- [REQUIRED ACTION] Present each line of the entries below that holds the word "door".

Region pointing data:
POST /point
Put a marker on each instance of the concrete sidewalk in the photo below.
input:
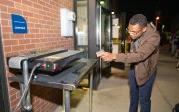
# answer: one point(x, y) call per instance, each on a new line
point(113, 92)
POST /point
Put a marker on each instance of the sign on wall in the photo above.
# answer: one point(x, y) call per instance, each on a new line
point(19, 24)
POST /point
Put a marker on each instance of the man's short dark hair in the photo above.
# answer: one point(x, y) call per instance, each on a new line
point(138, 19)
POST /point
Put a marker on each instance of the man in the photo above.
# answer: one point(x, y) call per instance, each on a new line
point(143, 58)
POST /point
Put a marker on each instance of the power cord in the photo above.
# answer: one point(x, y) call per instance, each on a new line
point(27, 88)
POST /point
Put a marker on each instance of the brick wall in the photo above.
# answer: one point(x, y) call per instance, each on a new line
point(43, 21)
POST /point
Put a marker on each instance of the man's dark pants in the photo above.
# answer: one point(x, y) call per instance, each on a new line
point(140, 94)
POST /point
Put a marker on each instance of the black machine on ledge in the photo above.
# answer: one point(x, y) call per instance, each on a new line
point(60, 68)
point(51, 62)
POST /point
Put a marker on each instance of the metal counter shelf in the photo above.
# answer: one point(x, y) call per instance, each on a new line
point(67, 80)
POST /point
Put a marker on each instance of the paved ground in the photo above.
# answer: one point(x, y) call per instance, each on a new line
point(113, 92)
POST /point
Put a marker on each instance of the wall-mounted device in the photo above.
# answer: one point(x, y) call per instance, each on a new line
point(67, 18)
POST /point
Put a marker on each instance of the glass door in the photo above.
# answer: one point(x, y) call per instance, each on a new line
point(82, 25)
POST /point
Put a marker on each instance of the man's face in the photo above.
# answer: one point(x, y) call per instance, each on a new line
point(135, 31)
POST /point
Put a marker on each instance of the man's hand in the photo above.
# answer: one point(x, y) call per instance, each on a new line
point(106, 56)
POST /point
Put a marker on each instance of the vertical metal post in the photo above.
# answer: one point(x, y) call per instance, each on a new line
point(66, 100)
point(26, 102)
point(91, 91)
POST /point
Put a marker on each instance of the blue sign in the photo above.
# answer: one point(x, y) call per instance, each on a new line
point(19, 24)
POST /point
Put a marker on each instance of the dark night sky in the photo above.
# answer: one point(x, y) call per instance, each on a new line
point(167, 9)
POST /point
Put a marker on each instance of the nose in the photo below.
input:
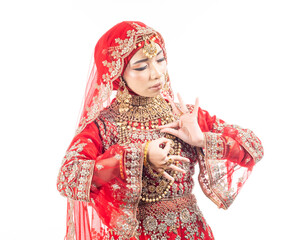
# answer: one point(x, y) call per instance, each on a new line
point(154, 72)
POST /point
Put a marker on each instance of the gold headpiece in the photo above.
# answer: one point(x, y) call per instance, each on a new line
point(149, 48)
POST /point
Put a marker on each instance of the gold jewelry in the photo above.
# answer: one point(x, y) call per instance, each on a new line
point(146, 163)
point(123, 97)
point(149, 49)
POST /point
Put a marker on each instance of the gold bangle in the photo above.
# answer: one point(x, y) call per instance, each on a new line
point(146, 163)
point(121, 167)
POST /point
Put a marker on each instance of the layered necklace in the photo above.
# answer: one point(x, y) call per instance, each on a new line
point(146, 114)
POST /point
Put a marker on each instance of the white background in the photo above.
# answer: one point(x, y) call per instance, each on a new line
point(240, 57)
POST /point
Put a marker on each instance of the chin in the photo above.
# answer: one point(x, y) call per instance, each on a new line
point(149, 94)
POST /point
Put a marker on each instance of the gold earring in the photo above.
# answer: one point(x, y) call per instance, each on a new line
point(123, 97)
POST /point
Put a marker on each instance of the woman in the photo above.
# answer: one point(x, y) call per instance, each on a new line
point(128, 171)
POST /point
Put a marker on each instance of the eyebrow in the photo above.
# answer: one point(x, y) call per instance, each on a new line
point(146, 59)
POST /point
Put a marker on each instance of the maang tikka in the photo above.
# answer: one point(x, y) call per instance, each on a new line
point(123, 97)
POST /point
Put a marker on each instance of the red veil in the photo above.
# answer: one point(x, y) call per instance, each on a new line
point(112, 53)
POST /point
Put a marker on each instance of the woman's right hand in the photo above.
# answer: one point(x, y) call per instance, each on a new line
point(158, 157)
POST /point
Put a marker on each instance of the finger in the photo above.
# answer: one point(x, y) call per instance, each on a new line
point(176, 111)
point(167, 176)
point(170, 131)
point(182, 104)
point(167, 148)
point(179, 158)
point(170, 125)
point(196, 107)
point(178, 169)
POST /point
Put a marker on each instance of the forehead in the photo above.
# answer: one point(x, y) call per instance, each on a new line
point(141, 55)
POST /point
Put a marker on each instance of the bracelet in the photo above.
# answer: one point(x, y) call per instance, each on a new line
point(146, 163)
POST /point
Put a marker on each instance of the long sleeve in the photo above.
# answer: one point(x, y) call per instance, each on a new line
point(230, 152)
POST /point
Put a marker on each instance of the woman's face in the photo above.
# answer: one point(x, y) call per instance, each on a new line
point(145, 76)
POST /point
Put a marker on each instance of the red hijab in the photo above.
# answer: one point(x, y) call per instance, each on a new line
point(112, 53)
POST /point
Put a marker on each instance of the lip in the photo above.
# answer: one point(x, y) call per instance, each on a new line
point(156, 86)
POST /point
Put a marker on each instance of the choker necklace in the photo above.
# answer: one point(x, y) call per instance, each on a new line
point(147, 113)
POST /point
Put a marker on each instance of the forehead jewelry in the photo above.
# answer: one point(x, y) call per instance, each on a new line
point(149, 48)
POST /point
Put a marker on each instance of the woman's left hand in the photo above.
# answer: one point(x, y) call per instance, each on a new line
point(187, 127)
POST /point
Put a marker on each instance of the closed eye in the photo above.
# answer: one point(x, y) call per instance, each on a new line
point(141, 69)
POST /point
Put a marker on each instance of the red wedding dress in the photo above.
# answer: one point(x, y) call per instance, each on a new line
point(104, 179)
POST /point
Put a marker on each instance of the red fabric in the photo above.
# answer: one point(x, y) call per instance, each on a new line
point(237, 150)
point(90, 173)
point(112, 54)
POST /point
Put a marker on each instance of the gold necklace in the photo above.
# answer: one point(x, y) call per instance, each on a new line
point(148, 113)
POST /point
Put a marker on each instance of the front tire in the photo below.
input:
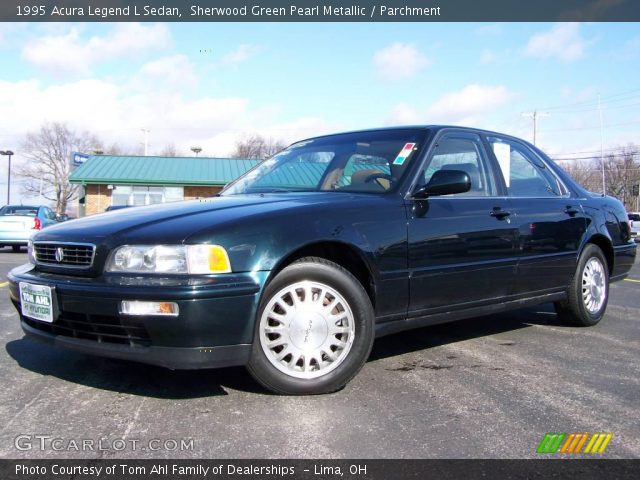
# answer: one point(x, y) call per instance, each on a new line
point(314, 330)
point(588, 290)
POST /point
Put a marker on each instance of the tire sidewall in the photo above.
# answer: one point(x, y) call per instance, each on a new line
point(591, 251)
point(353, 293)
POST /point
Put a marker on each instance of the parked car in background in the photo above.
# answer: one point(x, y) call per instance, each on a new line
point(19, 222)
point(634, 224)
point(295, 267)
point(111, 208)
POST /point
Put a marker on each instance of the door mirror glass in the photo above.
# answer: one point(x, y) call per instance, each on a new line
point(444, 182)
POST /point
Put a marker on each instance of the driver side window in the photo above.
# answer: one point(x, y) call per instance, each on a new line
point(366, 173)
point(465, 153)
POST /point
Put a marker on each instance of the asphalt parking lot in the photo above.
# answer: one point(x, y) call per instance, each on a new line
point(488, 387)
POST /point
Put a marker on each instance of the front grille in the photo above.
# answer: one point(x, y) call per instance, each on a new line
point(99, 328)
point(74, 255)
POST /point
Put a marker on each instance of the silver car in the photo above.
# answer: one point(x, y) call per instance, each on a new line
point(19, 222)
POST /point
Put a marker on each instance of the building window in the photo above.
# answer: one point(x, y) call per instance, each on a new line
point(139, 195)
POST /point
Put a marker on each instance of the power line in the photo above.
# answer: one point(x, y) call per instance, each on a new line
point(595, 102)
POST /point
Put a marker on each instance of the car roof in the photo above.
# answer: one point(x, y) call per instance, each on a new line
point(416, 127)
point(23, 206)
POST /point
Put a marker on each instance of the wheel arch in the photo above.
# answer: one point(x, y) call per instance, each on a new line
point(346, 255)
point(606, 246)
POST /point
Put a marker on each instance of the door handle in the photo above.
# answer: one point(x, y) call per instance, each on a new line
point(499, 213)
point(570, 210)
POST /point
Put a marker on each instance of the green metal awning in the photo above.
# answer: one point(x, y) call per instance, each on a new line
point(132, 170)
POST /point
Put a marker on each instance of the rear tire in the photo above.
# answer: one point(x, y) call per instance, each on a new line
point(314, 329)
point(588, 290)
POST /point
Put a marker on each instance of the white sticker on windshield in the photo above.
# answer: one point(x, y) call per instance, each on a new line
point(502, 152)
point(404, 153)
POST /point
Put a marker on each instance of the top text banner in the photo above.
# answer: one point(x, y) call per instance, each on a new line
point(317, 11)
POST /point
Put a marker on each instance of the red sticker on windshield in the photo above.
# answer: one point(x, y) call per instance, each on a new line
point(404, 153)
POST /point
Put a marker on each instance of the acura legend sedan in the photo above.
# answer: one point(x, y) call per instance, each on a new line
point(297, 266)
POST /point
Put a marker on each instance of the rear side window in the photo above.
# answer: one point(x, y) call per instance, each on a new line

- [WRITTEN SOLUTION]
Put a marker on each instance of the glass door in the photo above.
Put a marker on each instance of the door mirror glass in the photo above.
Put a marker on each instance of the door handle in the photo above.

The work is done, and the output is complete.